Disruption to Key Management Personnel on the Farm

Jason Karszes and Dr. Rich Stup

Developing Contingency Plans
A conversation about contingency planning

Question: What happens if one of the middle or senior management personnel on the farm can’t come to the farm for two weeks, is out of contact with the business for two weeks, or will be no longer available to the farm for a longer period that that?

  • Will feed get ordered?
  • Will payroll get generated?
  • Will checks get signed?
  • Will paper work get properly filed?
  • Will orders get filled?
  • What gets planted where?
  • Water system is down, where are all the valves?
  • What decisions are not made? Etc.?

Outside of agriculture, Succession Planning is heavily focused on transfer of knowledge and skill – how does the business continue if a key person is gone for whatever reason: retirement, job change, illness, death. Often every manager, right down to the first line supervisor, has a designated successor.

Contingency planning for the loss of key personnel, more than transfer of knowledge and skill, is what to do if something unusual happens to ensure continued operations of the business. The continued transfer of knowledge and skill is one part of a contingency plan.

What is contingency planning?

  • Can be known by many different names – Disaster plans, plan B’s, scenario planning, or business continuity planning. For many years in management programs taught by PRO-DAIRY, scenario planning has been emphasized.
  • Developing a plan in case something happens
  • Not defining what caused it to happen, just that it happened
  • Plans thought of in advance, over time, not during times of stress (emotional, limited amount of time to make decision, financial) tend to be better thought-out and more successful
  • Probability and Impact. Focusing first on those things that have a higher chance of occurring, and if occur, would cause significant disruption
    • A devastating barn fire has low probability but high impact.
    • A significant drought might be more probable but less impactful.
  • Really focus on things with high impact and high probability. • Might initially ignore things with low probability and low impact. • Limited by management capacity; can’t develop a plan for everything.

Disruption of Key Personnel has happened before

Accident and out of contact for two weeks, away from farm for two months

  • Personal family matters – out of the loop for period of time
  • Key manager leaves for another opportunity
  • Death of actively engaged personnel in management roles

The current COVID-19 pandemic has increased the risk of disruption of key personnel, so currently focus is increased on developing contingency plans in case something does happen.

Developing plans for the following

  • Can’t come to place of work, but available by phone
  • Can’t come to place of work and not available by phone
  • Will not be returning to work

Contingency Plan for Loss of Key Managers

Developing a plan – Step 1 – What is being done and where is the info!

  • What is the person’s Job Description
    • What are main areas of responsibilities
    • Focus efforts on the key tasks taking place
  • What SOPs are already prepared for management tasks?
  • Managers - answer the following questions (in writing, video recording)
    • By Week or Day
      • What manual labor is provided each day
      • What decisions are made each day
      • What communications take place each day
        • Ordering supplies
        • Consulting agriservice personnel
      • What recording keeping is done each day
    • By Month
    • Responsibilities accomplished each month
      • Budgeting
      • Financial reporting
      • Record keeping
      • Other management tasks?

Source data:
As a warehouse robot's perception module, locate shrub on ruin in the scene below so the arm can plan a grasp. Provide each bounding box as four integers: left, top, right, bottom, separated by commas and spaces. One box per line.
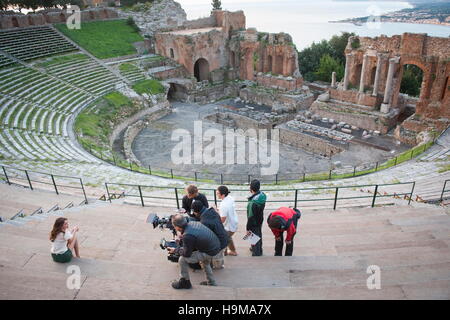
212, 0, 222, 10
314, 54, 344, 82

* * *

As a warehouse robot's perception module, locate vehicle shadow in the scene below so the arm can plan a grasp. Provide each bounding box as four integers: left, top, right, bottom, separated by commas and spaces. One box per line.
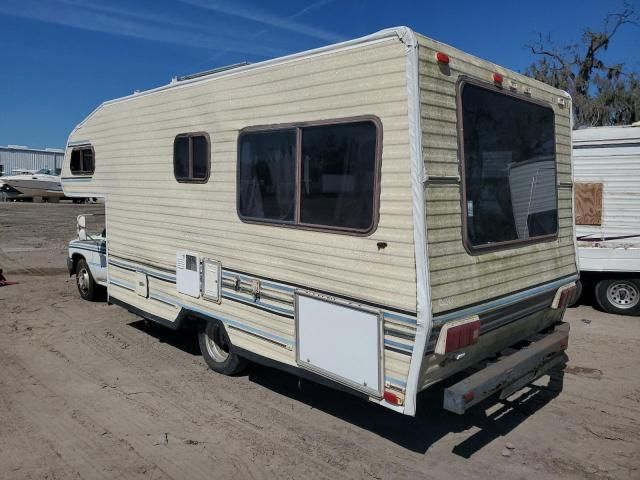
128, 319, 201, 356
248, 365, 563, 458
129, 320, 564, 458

==

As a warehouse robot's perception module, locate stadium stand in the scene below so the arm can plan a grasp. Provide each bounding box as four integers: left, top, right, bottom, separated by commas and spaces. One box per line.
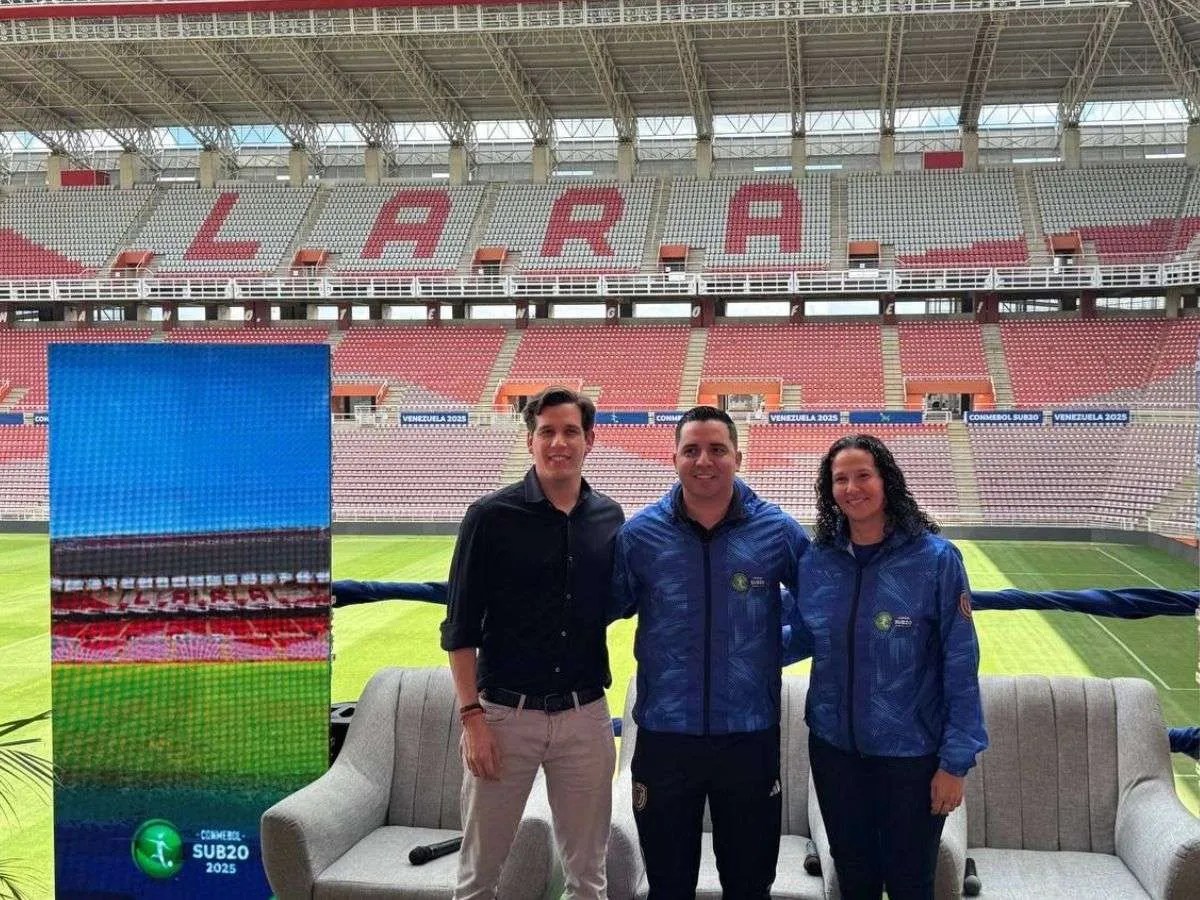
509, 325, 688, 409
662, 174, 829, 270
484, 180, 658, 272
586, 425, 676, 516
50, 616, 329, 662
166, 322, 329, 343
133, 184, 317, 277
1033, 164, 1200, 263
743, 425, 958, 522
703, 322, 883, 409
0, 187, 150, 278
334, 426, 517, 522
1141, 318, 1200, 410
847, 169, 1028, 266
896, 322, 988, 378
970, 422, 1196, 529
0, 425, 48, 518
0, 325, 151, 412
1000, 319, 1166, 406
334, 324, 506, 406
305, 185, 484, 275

Problem to work on:
Using the farm contingency planning text, answer:
(a) What is given as an example of an event with low probability but high impact?
(b) What has increased the risk of disruption of key personnel?
(c) In whose management programs has scenario planning been emphasized for many years?
Rely only on the farm contingency planning text, not on the rows.

The completed task:
(a) A devastating barn fire
(b) The current COVID-19 pandemic
(c) PRO-DAIRY's